Yapılacak İş
İtirazın iptali davasına ait mahkeme kararını kaldığı yerden sürdürün.

Emsal Mahkeme Kararı İstanbul 9. Asliye Ticaret Mahkemesi 2017/154 E. 2019/1399 K. 12.11.2019 T.

Görüntülediğiniz mahkeme kararı kesinleşmiş bir karardır.

T.C.
İSTANBUL
9. ASLİYE TİCARET MAHKEMESİ

ESAS NO: 2017/154 Esas
KARAR NO: 2019/1399

DAVA : İtirazın İptali
DAVA TARİHİ: 16/02/2017
KARAR TARİHİ: 12/11/2019

Mahkememizde görülmekte olan İtirazın İptali davasının yapılan açık yargılaması sonunda;
GEREĞİ DÜŞÜNÜLDÜ:
Davacı vekilinin dava dilekçesinde özetle; müvekkili ile davalı… Şti. arasında 22.01.2015 tarihli Genel Kredi ve Teminat Sözleşmesi ile 09.02.2015 tarihli… Business kredi kartı sözleşmesi imzalandığını, diğer davalılar … ve …’nın bu sözleşmelere müteselsil kefil olduklarını, davalıların müvekkili bankadan aldıkları krediyi kullandıklarını, ancak geri ödemeleri yapmadıklarını, bunun üzerine davalılara … Noterliği’nin 30.09.2016 tarihli, …yevmiye numaralı ihtarnamesinin gönderildiğini, gönderilen bu ihtarname ile davalı tarafa hesaplarının kat edildiği ve 145.107,11-TL borcun 24 saat içinde müvekkili bankanın veznelerine ödenmesi ile davalılar nezdinde bulunan 4 adet çek yaprağının bankalarına ödenmesi garanti edilen meblağ olan 5.160,00-TL’nin depo edilmesinin ihtar edildiğini, ihtarnamenin davalılara tebellüğ edilmiş olmasına rağmen müvekkili bankaya herhangi bir ödeme yapılmadığını, bunun üzerine davalılar aleyhine İstanbul … Asliye Ticaret Mahkemesi’nin … D. İş sayılı dosyası ile ihtiyati haciz talebinde bulunulduğunu, talebin kabulü üzerine alınmış olan İstanbul … Asliye Ticaret Mahkemesi’nin… D. İş, … Karar numaralı 07.12.2016 tarihli kararı, İstanbul …İcra Müdürlüğü’nün … Esas sayılı dosyası ile uygulandığını ve aynı dosya üzerinden icra takibine başlanıldığını, ancak davalı tarafından takibe, haksız ve hukuka aykırı olarak itiraz edildiğini, davalının haksız ve hukuki dayanaktan haksız olan bu itirazlarını kabul etmediklerini belirterek haksız, kötü niyetli, hukuka aykırı ve müvekkilinin alacağının tahsilini geciktirmeye yönelik olan itirazın iptali ile takibin devamına, alacağın %20’den aşağı olmamak kadı ile icra inkar tazminatına, tüm yargılama gider ve masrafları ile vekalet ücretinin davalılara yükletilmesine karar verilmesini talep ile dava ettiği görüldü.

Veri Kümesi

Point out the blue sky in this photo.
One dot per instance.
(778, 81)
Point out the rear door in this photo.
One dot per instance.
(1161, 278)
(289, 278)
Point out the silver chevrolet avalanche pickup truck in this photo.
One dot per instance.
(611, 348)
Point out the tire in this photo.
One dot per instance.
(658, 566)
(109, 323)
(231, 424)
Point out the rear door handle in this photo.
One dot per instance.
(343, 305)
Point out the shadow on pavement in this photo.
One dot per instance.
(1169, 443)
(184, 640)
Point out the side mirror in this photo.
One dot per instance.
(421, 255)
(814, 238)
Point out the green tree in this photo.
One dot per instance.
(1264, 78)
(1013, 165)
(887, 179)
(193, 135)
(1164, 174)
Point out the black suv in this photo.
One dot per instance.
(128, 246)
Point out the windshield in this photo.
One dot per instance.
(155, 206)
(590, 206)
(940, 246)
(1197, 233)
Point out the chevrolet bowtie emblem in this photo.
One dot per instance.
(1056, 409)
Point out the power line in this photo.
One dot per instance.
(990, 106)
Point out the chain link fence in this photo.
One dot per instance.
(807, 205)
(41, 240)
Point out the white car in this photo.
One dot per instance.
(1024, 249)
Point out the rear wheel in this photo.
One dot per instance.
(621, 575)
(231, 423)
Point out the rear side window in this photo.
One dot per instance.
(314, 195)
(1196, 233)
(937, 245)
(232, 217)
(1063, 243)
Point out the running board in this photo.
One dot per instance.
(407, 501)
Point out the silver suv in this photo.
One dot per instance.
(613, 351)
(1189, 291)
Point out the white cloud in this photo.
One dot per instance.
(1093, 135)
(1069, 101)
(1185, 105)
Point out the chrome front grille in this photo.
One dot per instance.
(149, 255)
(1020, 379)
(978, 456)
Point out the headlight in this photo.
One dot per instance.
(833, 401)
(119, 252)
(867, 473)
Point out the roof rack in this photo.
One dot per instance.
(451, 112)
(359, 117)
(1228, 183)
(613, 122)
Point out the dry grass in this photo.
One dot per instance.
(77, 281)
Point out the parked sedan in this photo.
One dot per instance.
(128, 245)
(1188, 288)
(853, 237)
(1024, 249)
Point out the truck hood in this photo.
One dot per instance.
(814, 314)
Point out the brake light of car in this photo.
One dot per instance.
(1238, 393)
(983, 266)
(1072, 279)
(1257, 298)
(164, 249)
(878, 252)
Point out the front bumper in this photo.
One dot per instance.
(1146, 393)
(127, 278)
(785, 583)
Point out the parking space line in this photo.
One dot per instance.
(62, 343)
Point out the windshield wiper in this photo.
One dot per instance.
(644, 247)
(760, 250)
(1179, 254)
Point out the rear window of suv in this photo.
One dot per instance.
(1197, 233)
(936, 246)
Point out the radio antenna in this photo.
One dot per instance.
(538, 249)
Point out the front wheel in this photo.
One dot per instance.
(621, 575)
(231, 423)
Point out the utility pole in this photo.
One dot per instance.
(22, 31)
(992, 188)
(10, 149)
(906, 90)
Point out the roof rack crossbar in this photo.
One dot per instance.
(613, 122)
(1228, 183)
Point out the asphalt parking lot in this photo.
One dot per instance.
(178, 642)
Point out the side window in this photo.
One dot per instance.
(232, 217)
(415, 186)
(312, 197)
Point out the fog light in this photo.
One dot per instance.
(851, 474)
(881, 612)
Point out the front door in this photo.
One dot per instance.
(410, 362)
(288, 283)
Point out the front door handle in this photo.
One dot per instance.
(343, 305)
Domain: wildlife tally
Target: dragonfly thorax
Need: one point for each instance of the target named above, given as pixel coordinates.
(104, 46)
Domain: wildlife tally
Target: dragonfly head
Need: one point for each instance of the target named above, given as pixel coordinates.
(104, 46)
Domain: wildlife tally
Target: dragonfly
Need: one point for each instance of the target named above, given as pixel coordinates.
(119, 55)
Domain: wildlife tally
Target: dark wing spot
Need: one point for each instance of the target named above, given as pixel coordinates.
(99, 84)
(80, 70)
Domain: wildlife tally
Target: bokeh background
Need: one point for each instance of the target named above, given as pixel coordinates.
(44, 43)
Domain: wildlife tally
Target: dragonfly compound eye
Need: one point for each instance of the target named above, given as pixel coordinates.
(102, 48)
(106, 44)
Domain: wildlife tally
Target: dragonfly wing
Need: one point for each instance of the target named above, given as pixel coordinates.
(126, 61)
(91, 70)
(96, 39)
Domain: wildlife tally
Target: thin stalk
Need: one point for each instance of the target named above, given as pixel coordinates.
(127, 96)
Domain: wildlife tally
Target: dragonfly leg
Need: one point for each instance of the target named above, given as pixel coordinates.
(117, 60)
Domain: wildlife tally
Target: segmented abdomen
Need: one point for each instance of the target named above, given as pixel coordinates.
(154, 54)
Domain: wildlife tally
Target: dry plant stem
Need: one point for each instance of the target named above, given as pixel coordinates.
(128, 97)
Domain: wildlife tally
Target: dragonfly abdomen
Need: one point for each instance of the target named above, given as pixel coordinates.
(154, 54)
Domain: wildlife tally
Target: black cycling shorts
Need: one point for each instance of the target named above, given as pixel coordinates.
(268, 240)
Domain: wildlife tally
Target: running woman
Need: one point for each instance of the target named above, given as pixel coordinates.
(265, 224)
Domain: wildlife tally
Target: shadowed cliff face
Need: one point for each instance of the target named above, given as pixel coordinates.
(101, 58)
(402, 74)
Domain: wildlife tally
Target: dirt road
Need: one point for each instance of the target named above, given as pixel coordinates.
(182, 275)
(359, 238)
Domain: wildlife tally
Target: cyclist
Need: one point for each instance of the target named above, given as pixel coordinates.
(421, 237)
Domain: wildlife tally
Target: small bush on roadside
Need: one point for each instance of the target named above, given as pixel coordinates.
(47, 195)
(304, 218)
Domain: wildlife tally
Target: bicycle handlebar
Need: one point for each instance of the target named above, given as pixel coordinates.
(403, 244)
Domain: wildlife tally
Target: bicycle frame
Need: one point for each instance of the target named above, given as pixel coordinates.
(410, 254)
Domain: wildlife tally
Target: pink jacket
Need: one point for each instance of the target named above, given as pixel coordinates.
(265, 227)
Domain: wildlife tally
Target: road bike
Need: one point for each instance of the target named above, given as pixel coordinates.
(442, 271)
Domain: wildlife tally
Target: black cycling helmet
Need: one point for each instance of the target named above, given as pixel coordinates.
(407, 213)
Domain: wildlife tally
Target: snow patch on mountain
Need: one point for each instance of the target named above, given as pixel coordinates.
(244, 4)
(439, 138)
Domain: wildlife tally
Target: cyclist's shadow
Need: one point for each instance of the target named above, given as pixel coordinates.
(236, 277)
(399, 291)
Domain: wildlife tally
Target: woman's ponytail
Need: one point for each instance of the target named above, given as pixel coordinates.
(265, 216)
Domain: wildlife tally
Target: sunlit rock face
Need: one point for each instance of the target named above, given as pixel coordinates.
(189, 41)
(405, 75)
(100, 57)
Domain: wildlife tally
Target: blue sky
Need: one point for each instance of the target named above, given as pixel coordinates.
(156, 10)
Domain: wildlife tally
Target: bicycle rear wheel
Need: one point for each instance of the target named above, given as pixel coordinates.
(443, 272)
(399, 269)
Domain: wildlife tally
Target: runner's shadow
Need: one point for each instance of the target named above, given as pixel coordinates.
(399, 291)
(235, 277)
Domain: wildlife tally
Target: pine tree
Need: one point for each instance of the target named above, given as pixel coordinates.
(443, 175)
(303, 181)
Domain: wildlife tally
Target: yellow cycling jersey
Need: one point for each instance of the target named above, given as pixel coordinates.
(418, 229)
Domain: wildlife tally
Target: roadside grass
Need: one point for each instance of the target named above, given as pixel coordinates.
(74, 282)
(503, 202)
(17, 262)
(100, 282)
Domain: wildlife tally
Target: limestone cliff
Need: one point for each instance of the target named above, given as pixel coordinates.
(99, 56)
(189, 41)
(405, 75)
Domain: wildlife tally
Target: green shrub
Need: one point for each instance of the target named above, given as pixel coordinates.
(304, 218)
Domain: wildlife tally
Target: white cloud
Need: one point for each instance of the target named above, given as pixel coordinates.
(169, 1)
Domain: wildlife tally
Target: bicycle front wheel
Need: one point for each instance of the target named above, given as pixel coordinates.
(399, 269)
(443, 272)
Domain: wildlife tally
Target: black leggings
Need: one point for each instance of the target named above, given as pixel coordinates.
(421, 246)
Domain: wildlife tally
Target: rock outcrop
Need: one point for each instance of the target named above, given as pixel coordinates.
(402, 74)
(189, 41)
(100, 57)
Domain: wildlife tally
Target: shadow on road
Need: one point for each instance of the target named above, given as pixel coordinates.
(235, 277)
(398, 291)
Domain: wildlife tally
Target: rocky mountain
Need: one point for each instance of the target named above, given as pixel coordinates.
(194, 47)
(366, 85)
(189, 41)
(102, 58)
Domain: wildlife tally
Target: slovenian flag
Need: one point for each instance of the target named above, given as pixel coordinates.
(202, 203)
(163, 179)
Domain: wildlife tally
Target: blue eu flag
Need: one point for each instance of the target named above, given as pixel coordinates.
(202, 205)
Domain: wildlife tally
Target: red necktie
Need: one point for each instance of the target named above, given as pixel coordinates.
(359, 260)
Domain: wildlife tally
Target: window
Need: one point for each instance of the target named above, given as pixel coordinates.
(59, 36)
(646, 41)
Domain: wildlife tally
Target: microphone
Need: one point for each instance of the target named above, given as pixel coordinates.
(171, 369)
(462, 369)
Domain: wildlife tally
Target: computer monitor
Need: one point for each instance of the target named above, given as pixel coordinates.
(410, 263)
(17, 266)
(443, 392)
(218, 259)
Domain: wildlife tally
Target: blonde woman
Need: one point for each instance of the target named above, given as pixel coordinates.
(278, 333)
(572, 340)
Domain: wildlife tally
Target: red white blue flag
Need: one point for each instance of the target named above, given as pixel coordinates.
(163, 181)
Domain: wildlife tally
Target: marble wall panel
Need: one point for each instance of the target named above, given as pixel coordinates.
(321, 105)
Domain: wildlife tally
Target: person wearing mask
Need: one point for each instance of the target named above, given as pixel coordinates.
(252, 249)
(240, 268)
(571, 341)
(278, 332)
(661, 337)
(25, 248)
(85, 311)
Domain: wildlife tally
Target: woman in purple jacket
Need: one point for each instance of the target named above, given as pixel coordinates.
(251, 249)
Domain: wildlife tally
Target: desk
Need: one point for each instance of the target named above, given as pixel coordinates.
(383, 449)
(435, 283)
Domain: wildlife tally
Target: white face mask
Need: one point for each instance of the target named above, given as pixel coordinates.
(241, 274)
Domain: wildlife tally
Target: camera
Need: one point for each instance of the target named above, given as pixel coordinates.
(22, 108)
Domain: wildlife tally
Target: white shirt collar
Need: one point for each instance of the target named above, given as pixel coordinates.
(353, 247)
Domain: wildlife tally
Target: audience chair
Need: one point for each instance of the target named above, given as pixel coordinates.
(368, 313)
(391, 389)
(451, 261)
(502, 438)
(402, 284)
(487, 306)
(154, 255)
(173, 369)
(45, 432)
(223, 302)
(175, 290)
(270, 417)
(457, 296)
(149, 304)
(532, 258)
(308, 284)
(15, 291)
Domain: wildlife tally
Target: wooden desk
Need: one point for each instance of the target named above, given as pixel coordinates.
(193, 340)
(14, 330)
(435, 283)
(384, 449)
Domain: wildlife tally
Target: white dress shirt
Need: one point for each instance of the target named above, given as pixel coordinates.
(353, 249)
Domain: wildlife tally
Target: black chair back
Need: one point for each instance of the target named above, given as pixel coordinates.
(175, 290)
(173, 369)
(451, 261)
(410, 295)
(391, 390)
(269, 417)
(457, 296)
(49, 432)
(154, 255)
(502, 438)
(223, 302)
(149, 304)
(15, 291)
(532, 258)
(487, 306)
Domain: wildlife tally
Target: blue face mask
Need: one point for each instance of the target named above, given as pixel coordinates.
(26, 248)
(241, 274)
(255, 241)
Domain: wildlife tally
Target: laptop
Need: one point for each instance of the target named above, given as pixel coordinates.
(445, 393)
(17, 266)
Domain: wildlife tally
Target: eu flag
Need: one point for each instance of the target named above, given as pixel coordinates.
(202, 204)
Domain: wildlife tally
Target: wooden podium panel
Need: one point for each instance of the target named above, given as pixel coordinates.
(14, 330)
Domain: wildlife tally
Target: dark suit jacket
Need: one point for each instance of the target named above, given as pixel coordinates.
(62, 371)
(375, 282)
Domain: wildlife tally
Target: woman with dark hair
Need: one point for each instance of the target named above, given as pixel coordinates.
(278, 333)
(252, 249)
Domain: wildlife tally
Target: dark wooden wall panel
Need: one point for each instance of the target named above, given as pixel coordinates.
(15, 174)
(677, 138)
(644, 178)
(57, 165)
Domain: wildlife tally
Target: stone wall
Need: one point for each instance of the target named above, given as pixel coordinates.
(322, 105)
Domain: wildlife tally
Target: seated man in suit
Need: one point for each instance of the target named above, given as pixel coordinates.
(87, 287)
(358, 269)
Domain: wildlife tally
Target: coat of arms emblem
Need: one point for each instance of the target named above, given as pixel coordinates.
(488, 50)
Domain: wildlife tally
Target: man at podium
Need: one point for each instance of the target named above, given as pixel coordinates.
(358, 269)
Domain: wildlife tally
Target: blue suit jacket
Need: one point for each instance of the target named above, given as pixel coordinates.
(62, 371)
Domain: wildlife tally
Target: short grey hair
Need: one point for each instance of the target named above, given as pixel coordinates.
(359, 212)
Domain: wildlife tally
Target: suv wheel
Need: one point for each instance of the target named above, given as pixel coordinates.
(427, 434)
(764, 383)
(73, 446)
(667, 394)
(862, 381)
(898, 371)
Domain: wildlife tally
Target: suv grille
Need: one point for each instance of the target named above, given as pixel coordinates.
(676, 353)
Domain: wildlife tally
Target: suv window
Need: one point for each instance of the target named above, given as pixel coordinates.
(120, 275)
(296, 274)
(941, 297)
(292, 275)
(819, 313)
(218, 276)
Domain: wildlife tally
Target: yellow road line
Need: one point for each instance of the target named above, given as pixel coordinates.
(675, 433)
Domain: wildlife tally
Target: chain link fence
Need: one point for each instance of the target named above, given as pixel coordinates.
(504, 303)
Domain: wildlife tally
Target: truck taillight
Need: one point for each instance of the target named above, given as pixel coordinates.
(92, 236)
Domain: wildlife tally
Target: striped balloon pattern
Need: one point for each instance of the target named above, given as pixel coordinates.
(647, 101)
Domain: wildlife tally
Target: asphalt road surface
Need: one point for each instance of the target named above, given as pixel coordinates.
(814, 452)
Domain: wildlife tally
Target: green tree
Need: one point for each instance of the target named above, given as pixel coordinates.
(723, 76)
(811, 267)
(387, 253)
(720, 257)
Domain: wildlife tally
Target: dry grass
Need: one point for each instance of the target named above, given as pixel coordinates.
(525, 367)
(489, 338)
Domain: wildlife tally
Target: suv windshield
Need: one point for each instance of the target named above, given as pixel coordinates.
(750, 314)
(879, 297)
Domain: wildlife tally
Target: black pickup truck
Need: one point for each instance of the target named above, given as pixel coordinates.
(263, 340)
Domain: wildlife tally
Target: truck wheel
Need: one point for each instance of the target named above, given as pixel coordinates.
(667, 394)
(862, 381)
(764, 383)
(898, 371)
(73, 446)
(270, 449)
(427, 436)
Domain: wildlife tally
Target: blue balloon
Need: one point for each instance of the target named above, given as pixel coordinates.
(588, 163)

Yazılı Yanıt
Davalı … vekilinin cevap dilekçesinde özetle; müvekkilinin takip talebinde belirtilen miktarda borcu olmadığını, kefalet sözleşmesi TBK’ya uygun düzenlenmediği için geçersiz olduğunu, kefalet sözleşmesinin, yazılı şekilde yapılmadıkça ve kefilin sorumlu olacağı azami miktar ile kefalet tarihi belirtilmedikçe geçerli olmayacağını, müvekkilinin kefalet sözleşmesine sorumlu olduğu azami miktarı, kefalet tarihini ve kefil olduğu hususunu kendi el yazısı ile yazıp yazmadığının dahi belli olmadığını, davacı tarafça yapılan kefalet akdinin 6098 sayılı Kanunun 583. maddesinde sayılan şekil şartlarını taşımaması ve geçersiz olması, şekil yönünden geçersiz kefalet sözleşmesinin kefilin hukuki sorumluluğunu doğurmayacağı, bu sebeple müvekkilinin icra aşamasında yapmış olduğu itirazında haklı olması nedeniyle davanın reddine karar verilmesi gerektiğini, müvekkilinin kefil olarak imzalamadığı sözleşmelerden doğan borçtan sorumlu tutulmasının doğru olmadığını belirterek davanın reddine, davacının kötüniyetli takip başlatması nedeniyle %20 kötüniyet tazminatına hükmedilmesine, yargılama giderleri ve vekalet ücretinin davacıya yükletilmesine karar verilmesini talep ile cevap verdiği görüldü.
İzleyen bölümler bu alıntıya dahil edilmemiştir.